◆ **Given request a**: Copy the passage on the Dark Arts word for word, starting at "(Television serial killers" and ending at "have plot armor.)".

◆ **Passage to read**:

+---+

Anyone who really used the Dark Arts, who really, really sought to use the supernatural to influence those around them for the gain of the practitioner and the misfortune of others?

They were the most protected. Because they were always hiding. Plus, they had the natural advantage of the intentionally malicious:

Those who would harm none sometimes hold the naive, but understandable belief that innocence will protect them. Those who are fine with harming others have already figured out that nobody’s entirely safe.

(Which is the reason, by the way, that I do not believe that the any of the malicious spellcrafters of Salem took part in prosecution or promulgation of the Witch Hunts. There’s safety in leading a mob until the mob turns on you. And given enough time, it will turn. Malefactors like positions of safety, and there’s no real safety in a time of armed hysteria. Mob rule does hurt wrongdoers, in the same way that a blazing forest will likely take out that nest of cobras…and the non-poisonous snakes, and the birds, and every animal and tree in its path, and you, if you’re close enough.

(Television serial killers sometimes taunt us by leading us right past the door to the basement where they keep the bodies. Real serial killers are much less likely to do this; they don’t have plot armor.)

+---+

◆ **Provided information**:

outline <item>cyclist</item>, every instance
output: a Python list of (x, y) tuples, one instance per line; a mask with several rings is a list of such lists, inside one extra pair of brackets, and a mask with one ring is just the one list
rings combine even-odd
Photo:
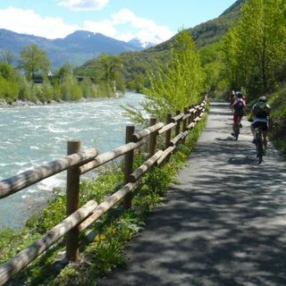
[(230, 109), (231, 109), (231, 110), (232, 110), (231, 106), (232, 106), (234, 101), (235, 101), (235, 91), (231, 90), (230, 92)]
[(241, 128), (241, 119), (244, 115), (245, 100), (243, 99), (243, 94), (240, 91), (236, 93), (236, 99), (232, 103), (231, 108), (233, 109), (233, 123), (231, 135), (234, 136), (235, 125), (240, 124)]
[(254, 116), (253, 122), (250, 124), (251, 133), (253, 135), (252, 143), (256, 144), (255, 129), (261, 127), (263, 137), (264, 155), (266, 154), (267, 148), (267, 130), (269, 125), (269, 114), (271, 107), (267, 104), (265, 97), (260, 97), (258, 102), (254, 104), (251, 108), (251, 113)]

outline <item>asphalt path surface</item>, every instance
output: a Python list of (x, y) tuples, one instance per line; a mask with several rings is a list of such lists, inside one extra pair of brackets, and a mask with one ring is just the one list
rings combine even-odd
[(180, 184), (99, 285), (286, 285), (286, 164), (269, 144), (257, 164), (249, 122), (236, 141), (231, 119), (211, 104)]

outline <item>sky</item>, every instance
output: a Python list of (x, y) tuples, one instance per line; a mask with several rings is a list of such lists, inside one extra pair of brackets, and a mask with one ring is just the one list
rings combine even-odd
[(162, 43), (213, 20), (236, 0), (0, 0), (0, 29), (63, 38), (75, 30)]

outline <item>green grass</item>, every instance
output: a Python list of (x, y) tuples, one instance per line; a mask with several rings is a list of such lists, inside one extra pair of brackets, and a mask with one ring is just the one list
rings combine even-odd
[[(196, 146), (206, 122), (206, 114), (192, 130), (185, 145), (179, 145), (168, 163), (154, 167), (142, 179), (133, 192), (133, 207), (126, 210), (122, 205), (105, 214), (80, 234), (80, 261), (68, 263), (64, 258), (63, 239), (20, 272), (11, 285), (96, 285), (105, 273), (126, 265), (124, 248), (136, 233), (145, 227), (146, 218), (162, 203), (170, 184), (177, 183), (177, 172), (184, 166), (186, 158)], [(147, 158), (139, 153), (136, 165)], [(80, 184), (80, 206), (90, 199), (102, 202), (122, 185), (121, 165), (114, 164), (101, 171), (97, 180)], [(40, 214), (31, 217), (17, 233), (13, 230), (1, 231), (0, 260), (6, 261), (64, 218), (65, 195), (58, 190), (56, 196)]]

+---+

◆ **Given request b**: Rewrite the entries starting at their first line and ending at the line that contains "125), (240, 124)]", replacing "cyclist" with "bicycle rider" and changing nothing else. Omit the pictures.

◆ **Exercise output a**:
(Television serial killers sometimes taunt us by leading us right past the door to the basement where they keep the bodies. Real serial killers are much less likely to do this; they don’t have plot armor.)

◆ **Exercise output b**:
outline <item>bicycle rider</item>, every instance
output: a Python list of (x, y) tuples, one instance per line; a mask with several rings is a list of such lists, inside one extra pair of brackets, and a mask with one ring is just the one list
rings combine even-odd
Photo:
[(230, 109), (231, 109), (231, 110), (232, 110), (231, 106), (232, 106), (234, 101), (235, 101), (235, 91), (231, 90), (230, 92)]
[(241, 128), (241, 119), (244, 115), (245, 100), (243, 99), (243, 94), (240, 91), (236, 93), (236, 99), (232, 103), (231, 108), (233, 109), (233, 123), (231, 135), (234, 136), (235, 125), (240, 124)]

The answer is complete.